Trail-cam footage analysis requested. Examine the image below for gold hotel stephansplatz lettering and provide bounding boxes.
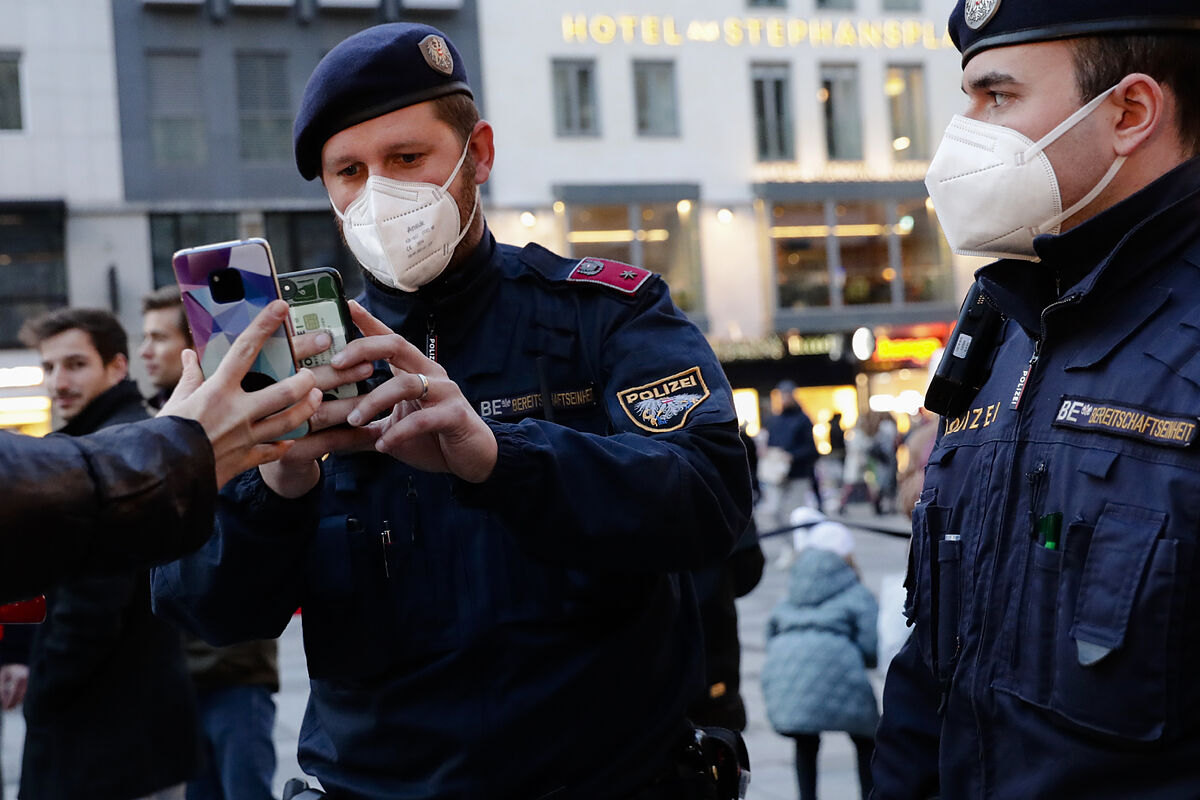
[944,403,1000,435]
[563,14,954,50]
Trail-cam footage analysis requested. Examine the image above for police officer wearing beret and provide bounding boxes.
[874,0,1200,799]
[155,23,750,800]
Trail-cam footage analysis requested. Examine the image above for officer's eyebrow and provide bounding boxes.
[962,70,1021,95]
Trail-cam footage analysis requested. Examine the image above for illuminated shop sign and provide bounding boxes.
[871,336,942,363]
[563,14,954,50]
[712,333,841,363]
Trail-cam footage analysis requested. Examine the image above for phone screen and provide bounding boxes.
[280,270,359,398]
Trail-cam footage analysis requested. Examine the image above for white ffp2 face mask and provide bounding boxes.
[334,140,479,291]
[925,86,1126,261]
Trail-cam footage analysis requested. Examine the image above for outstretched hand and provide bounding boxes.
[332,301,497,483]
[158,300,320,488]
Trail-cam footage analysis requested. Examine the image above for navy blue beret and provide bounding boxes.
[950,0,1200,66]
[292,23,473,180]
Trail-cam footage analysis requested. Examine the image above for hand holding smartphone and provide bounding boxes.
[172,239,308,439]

━━━━━━━━━━━━━━━━━━━━━━━━━━━━━━

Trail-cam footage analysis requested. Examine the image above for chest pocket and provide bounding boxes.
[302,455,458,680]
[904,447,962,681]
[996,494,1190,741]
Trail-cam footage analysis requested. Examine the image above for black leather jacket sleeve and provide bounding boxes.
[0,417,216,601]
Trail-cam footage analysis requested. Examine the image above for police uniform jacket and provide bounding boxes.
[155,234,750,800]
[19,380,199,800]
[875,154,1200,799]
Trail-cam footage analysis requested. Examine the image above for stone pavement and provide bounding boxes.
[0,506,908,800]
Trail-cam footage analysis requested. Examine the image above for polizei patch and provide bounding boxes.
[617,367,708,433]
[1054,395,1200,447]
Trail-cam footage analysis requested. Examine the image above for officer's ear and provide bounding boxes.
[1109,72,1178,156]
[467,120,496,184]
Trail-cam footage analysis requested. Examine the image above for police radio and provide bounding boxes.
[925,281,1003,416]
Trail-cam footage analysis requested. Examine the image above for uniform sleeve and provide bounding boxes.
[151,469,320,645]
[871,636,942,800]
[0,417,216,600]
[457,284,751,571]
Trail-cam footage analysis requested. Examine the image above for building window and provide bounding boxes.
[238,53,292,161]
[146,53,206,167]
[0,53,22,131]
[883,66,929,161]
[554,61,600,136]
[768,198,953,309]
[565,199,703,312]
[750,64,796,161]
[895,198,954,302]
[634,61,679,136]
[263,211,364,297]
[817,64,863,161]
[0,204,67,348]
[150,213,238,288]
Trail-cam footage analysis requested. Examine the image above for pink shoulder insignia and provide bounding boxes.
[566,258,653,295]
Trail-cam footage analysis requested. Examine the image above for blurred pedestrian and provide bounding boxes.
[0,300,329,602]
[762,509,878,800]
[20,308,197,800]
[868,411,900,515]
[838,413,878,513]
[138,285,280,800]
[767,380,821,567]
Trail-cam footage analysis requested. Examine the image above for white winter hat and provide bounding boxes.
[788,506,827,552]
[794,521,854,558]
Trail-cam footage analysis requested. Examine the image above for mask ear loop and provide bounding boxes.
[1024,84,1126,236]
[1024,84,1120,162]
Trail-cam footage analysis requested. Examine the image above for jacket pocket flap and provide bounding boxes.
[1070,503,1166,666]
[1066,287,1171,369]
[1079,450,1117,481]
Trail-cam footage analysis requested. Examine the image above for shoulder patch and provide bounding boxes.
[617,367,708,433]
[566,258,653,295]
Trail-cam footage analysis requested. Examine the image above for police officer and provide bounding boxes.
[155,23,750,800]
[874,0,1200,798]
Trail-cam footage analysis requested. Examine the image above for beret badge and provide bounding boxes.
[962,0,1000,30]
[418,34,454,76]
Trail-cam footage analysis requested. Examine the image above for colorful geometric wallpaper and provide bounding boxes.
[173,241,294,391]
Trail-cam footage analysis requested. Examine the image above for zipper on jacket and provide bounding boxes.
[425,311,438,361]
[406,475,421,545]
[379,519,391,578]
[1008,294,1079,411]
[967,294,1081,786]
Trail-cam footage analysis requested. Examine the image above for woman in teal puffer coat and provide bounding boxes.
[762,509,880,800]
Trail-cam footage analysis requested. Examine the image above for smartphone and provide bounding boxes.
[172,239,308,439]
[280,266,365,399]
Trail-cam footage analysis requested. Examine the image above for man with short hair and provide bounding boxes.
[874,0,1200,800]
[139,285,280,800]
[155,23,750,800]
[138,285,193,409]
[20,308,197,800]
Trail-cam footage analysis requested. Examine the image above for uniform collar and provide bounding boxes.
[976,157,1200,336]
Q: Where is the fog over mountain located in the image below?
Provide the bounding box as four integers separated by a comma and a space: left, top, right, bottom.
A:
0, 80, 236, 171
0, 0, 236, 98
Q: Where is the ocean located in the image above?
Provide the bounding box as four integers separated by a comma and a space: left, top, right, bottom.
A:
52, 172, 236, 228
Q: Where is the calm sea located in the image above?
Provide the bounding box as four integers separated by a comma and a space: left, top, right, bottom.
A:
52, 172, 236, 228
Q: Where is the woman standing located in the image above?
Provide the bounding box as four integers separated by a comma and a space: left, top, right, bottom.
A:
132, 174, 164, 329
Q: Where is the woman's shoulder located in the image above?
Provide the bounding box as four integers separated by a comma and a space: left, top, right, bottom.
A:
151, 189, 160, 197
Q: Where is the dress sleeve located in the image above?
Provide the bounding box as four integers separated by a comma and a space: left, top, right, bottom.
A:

━━━━━━━━━━━━━━━━━━━━━━━━━━━━━━

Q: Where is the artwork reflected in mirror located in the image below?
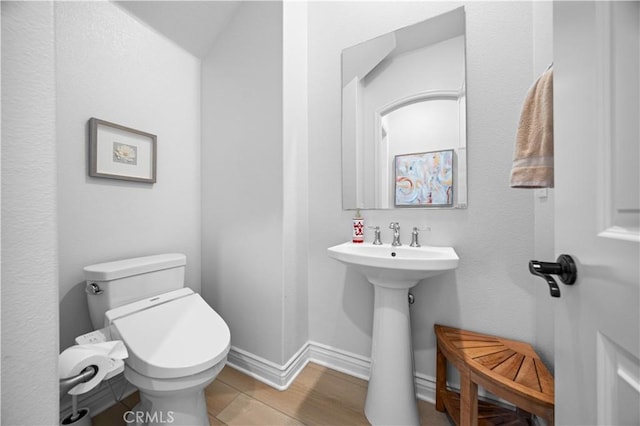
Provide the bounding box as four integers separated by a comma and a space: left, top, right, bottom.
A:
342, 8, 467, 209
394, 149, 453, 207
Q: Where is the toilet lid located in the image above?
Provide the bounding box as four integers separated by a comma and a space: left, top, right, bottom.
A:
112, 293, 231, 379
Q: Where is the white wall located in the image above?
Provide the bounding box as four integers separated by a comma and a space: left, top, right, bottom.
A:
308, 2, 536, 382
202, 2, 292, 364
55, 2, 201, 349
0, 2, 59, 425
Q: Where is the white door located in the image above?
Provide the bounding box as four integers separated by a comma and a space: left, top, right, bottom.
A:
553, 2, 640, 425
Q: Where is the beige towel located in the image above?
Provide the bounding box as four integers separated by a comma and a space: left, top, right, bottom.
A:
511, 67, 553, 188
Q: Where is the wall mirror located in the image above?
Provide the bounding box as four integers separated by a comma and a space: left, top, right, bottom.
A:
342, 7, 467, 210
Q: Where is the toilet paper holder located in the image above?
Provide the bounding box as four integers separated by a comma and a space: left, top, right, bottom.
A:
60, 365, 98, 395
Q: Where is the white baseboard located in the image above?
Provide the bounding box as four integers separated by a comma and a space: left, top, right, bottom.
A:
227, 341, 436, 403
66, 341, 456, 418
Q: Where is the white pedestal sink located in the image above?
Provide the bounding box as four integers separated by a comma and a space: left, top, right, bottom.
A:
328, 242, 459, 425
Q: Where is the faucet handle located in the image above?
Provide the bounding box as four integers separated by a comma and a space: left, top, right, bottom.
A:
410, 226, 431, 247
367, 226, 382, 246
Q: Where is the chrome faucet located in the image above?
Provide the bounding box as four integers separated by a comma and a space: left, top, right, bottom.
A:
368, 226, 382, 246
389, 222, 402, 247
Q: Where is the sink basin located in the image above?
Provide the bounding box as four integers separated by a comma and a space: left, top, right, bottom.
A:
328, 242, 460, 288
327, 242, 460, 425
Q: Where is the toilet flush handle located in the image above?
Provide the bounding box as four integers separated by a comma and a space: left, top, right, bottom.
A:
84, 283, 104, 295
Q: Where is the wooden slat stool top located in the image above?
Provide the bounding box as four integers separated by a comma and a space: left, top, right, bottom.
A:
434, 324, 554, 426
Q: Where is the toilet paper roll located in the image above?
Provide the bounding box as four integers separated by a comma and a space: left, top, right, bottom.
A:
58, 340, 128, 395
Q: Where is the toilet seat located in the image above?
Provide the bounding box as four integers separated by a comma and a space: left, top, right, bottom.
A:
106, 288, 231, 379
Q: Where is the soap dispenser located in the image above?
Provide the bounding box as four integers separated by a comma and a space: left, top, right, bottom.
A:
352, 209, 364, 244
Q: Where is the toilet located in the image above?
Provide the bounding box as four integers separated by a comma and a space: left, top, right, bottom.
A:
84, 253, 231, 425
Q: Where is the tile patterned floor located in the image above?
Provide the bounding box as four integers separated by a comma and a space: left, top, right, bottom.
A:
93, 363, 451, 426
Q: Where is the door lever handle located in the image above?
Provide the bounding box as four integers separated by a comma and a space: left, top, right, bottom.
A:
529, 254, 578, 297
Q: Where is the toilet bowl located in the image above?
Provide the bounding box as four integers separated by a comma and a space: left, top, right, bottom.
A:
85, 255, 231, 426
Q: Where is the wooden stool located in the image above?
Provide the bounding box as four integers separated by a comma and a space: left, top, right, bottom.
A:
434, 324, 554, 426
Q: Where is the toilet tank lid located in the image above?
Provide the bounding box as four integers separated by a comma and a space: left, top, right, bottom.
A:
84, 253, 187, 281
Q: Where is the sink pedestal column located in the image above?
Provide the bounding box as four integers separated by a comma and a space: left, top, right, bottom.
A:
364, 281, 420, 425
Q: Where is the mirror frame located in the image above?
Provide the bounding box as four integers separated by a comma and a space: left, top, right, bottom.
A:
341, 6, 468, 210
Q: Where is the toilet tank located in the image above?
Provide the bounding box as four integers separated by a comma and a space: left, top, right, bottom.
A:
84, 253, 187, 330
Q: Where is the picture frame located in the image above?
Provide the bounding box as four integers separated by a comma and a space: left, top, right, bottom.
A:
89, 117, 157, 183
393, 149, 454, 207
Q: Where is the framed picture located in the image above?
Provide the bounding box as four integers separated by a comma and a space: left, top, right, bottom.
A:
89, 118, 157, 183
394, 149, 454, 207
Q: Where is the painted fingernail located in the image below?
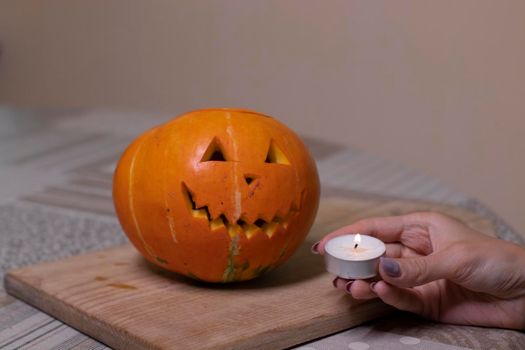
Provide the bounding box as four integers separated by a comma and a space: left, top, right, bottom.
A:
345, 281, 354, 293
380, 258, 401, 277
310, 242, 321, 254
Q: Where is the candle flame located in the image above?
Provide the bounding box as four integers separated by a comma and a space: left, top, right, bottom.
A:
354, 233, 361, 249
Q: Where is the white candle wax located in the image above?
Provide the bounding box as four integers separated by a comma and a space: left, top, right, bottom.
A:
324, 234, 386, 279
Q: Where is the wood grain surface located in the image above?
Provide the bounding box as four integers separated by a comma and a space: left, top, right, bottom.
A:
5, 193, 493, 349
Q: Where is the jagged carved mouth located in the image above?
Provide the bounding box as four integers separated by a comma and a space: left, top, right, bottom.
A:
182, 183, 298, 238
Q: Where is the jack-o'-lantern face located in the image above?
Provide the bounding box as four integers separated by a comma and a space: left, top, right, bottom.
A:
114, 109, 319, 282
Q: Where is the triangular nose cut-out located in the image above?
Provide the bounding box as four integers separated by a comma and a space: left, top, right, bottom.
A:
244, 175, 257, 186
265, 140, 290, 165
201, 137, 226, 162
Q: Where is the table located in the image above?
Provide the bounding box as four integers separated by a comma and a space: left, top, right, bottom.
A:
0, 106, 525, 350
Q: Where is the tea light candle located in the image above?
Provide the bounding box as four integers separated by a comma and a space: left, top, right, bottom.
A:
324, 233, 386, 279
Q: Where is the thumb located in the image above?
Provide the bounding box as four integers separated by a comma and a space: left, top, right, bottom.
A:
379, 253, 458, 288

━━━━━━━━━━━━━━━━━━━━━━━━━━━━━━

* WHAT THE TASK ASKS *
Rewrite the lines from the one containing "Trail-cam footage analysis requested. Examine the image below" through the one containing "[158,300,320,488]" as a numbered list, skipping blank lines and leaving out any pictures.

* WRITTEN RESPONSE *
1. Trail-cam footage analysis requested. Examine the image below for gold hotel stephansplatz lettering and provide bounding boxes.
2. [944,403,1000,435]
3. [563,14,954,50]
4. Trail-cam footage analysis requested. Examine the image above for police officer wearing beret and provide bounding boxes.
5. [874,0,1200,799]
6. [155,23,750,800]
7. Trail-cam footage analysis requested. Examine the image above for officer's eyebrow and provide bounding boxes.
8. [962,70,1021,95]
9. Trail-cam footage analysis requested. Examine the image above for illuminated shop sign and provide bounding boxes.
10. [871,336,942,363]
11. [563,14,954,50]
12. [712,333,841,363]
13. Trail-cam footage analysis requested. Examine the image above for phone screen and provide bounding boxes.
14. [280,270,359,398]
15. Trail-cam footage analysis requested. Examine the image above for white ffp2 face mask and provide bounding boxes.
16. [334,140,479,291]
17. [925,86,1126,261]
18. Trail-cam footage analysis requested. Examine the image above for outstretched hand and provide bounding boxes.
19. [332,301,497,483]
20. [158,300,320,488]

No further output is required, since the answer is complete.